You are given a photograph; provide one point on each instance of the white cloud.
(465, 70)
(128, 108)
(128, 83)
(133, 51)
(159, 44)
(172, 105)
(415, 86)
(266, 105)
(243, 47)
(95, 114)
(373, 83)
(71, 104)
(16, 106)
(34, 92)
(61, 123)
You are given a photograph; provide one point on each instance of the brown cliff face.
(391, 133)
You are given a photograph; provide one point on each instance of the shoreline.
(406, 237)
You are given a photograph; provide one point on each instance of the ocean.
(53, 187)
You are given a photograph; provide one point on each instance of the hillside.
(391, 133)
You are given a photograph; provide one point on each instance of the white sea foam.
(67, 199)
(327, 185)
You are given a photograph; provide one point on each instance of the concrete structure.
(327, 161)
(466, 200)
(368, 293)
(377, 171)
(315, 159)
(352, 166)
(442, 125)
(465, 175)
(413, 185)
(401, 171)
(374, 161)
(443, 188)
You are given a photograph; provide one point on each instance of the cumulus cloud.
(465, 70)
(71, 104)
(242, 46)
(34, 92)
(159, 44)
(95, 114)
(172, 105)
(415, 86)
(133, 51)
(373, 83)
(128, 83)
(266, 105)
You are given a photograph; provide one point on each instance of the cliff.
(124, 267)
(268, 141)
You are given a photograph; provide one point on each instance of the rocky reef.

+===+

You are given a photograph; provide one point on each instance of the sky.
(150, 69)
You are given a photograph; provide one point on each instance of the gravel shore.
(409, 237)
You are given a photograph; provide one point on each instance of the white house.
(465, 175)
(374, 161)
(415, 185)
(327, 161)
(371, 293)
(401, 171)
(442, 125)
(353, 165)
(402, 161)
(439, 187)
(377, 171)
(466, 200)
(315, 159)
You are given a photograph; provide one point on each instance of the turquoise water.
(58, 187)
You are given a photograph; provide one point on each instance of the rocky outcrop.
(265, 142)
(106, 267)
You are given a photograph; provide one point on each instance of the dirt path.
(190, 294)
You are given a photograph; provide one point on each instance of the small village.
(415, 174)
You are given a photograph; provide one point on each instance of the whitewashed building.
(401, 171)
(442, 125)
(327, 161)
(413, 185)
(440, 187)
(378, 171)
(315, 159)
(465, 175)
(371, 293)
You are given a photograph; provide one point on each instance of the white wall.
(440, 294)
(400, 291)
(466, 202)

+===+

### [AIM OF THE TASK]
Looking at the records above, return exactly the lines from the line with "white sea foam." to the line with "the rocky reef.", both ends included.

### [TASK OUTPUT]
You are given a photograph; provide one point on each instance of the white sea foam.
(67, 199)
(327, 185)
You are given a photograph; provide one point on each instance of the concrete structure.
(327, 161)
(466, 200)
(368, 293)
(377, 171)
(315, 159)
(352, 166)
(442, 125)
(465, 175)
(413, 185)
(401, 171)
(374, 161)
(443, 188)
You are given a photograph; provide one point on each instance of the cumulus cloud.
(465, 70)
(71, 104)
(242, 46)
(34, 92)
(159, 44)
(95, 114)
(172, 105)
(415, 86)
(133, 51)
(373, 83)
(128, 83)
(266, 105)
You are given a photograph; provide one point on each instance of the cliff.
(124, 267)
(268, 141)
You are given a photograph; provide one point on each instance of the rocky reef.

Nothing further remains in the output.